■ To be done
Can you repeat every one of the items below, word for word?

───── Data listing

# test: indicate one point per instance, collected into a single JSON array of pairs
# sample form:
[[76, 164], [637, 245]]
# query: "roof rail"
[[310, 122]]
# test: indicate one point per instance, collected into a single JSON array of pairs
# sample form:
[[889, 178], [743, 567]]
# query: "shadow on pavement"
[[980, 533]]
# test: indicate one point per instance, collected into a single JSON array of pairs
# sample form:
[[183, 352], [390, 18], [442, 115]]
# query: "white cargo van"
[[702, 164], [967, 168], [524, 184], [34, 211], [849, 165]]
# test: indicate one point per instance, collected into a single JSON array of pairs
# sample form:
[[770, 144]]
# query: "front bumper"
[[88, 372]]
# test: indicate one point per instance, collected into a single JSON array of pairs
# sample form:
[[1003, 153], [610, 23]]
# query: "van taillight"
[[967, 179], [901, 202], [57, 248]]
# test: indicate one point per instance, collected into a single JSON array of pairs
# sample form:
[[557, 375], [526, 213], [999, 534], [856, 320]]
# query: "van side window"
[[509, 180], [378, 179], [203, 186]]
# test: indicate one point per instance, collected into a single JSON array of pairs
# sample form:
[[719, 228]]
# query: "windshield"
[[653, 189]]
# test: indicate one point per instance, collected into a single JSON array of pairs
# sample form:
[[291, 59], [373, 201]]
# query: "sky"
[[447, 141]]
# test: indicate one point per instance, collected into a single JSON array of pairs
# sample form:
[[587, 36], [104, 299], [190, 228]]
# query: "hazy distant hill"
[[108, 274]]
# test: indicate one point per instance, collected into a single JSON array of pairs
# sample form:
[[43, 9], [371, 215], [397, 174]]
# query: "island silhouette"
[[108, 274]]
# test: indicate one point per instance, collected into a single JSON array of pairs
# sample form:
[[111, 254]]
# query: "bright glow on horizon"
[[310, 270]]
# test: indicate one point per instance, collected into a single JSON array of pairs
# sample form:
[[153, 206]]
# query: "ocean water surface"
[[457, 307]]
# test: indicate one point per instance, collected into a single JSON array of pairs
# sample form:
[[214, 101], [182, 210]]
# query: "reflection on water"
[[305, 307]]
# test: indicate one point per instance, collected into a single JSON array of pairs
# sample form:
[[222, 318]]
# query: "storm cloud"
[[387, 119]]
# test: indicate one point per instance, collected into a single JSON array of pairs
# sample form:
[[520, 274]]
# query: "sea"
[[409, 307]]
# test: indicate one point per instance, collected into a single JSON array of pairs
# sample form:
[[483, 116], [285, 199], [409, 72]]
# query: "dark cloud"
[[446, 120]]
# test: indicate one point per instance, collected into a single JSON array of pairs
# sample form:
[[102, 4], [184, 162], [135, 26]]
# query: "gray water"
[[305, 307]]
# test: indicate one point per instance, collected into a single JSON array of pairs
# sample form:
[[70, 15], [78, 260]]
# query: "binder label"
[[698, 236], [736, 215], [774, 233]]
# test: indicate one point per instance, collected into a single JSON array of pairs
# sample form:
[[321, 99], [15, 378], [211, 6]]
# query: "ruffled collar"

──────────

■ Response to this task
# test: indicate one point per instance, collected into a single JSON array of pairs
# sample form:
[[76, 164], [637, 245]]
# query: "roof rail"
[[310, 122]]
# test: indicate one point per instance, collected into a single JSON array of pairs
# sample form:
[[889, 178], [743, 567]]
# query: "shadow on pavement"
[[980, 533]]
# test: indicate one point per instance, collected into a single JSON array of pairs
# sample form:
[[183, 352], [390, 18], [442, 115]]
# query: "white cargo van"
[[702, 164], [967, 168], [524, 184], [34, 211], [849, 165]]
# test: indicate one point per instance, collected into a single JSON array of pairs
# sample form:
[[770, 144]]
# query: "front bumper"
[[88, 372]]
# test: indicate one point per instance, collected into a single JSON array of pairs
# sample form:
[[1003, 153], [610, 23]]
# query: "van taillight"
[[967, 179], [901, 202], [57, 248]]
# test: indicate one point per instance, collected into a single JSON array of pairs
# sample form:
[[557, 375], [526, 213], [999, 534], [856, 320]]
# query: "van side window"
[[509, 180], [378, 179], [203, 186]]
# test: indicate one point per instance, collected into a single JSON array of pairs
# sample form:
[[719, 228]]
# query: "windshield"
[[653, 189]]
# test: indicate one point per instance, collected into a single JSON array of pairs
# sample form:
[[291, 59], [373, 201]]
# query: "sky"
[[447, 141]]
# test: indicate one point per instance, collected into a single JSON array of pairs
# sample form:
[[587, 36], [104, 299], [190, 228]]
# query: "hazy distant hill"
[[108, 274]]
# test: indicate one point per instance, collected into a single JSON array of pairs
# sample form:
[[43, 9], [371, 215], [397, 174]]
# query: "island silhouette"
[[108, 274]]
# test: indicate one point per instance, collected into a single JSON array of pairs
# sample form:
[[111, 254]]
# query: "bright glow on horizon"
[[310, 270]]
# test: indicate one point per instance, collected into a single JSON array of pairs
# sample form:
[[153, 206]]
# query: "ocean water surface"
[[457, 307]]
# test: indicate one point per instance, collected into a single JSON array of pairs
# sample form:
[[214, 101], [182, 210]]
# query: "reflection on water"
[[305, 307]]
# test: indicate one point per instance, collected into a single JSON array of pairs
# sample form:
[[222, 318]]
# query: "storm cloud"
[[387, 119]]
# test: indicate one point per instance, collected into a single JSON array of pairs
# sample form:
[[520, 274]]
# query: "sea"
[[409, 307]]
# test: indicate one point per instance, collected into a single JSON array of pairs
# sample form:
[[483, 116], [285, 199], [409, 72]]
# query: "dark cloud"
[[446, 120]]
# test: indicate one point per instance, collected into a single JSON array of pairs
# sample form:
[[102, 4], [184, 162], [135, 26]]
# query: "gray water"
[[305, 307]]
# test: indicate one point per instance, collected into a single JSON array of pairs
# sample form:
[[70, 15], [78, 260]]
# query: "binder label"
[[698, 236], [736, 215], [774, 233]]
# test: indicate one point per instance, collected into a single JSON array of pairs
# sample form:
[[321, 99], [15, 378], [211, 6]]
# query: "ruffled collar"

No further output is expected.